-- EXCERPTED RECORDS start --
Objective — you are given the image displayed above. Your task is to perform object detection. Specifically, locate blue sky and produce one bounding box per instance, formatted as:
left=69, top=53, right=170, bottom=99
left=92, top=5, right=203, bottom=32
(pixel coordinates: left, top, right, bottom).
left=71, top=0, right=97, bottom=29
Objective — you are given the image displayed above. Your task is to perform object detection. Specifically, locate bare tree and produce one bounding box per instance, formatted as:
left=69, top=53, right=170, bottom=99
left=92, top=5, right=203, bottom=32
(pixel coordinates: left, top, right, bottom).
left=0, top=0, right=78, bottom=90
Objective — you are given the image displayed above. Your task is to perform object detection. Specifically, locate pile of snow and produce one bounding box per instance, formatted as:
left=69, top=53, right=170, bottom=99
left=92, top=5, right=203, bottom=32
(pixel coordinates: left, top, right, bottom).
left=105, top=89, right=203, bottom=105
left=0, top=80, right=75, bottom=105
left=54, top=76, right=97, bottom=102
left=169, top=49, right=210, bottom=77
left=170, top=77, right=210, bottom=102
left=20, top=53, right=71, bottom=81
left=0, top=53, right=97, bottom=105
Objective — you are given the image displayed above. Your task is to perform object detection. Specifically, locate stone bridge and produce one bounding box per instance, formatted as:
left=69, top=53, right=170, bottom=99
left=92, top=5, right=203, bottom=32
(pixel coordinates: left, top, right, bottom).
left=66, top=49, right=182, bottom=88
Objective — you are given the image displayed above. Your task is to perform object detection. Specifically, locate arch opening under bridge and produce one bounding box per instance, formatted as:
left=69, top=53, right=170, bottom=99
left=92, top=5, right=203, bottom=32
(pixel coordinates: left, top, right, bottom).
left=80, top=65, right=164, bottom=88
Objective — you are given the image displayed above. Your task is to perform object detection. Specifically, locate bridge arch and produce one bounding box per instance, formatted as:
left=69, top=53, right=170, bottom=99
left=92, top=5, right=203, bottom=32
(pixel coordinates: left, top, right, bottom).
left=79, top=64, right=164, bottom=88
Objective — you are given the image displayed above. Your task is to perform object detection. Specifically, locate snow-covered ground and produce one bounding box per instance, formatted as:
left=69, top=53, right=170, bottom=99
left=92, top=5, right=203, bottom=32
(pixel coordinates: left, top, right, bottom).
-- EXCERPTED RECORDS end --
WHAT IS NEEDED: Output, unchanged, the lines from the line with "Specifically, locate arch" through the final line of the material.

FULL ANSWER:
Objective — you are given the image displayed above. Your task is to perform object detection. Specifically, locate arch opening under bridge and produce one bounding box per instance, formatted as:
left=69, top=53, right=170, bottom=99
left=92, top=5, right=203, bottom=32
(pixel coordinates: left, top, right, bottom).
left=80, top=65, right=164, bottom=88
Objective — you are given the image displayed above. Your task is to perform object detection. Specifically, locate bridge arch and produce one bounding box per instance, formatted as:
left=69, top=53, right=170, bottom=99
left=92, top=5, right=203, bottom=32
(pixel coordinates: left, top, right, bottom).
left=79, top=64, right=164, bottom=88
Objective — you are given the image displayed above. Your task is to perform object detection. Specifically, locate snow-covered ground and produce one bounding box per instance, formatted as:
left=69, top=53, right=170, bottom=99
left=92, top=5, right=203, bottom=32
(pixel coordinates: left, top, right, bottom).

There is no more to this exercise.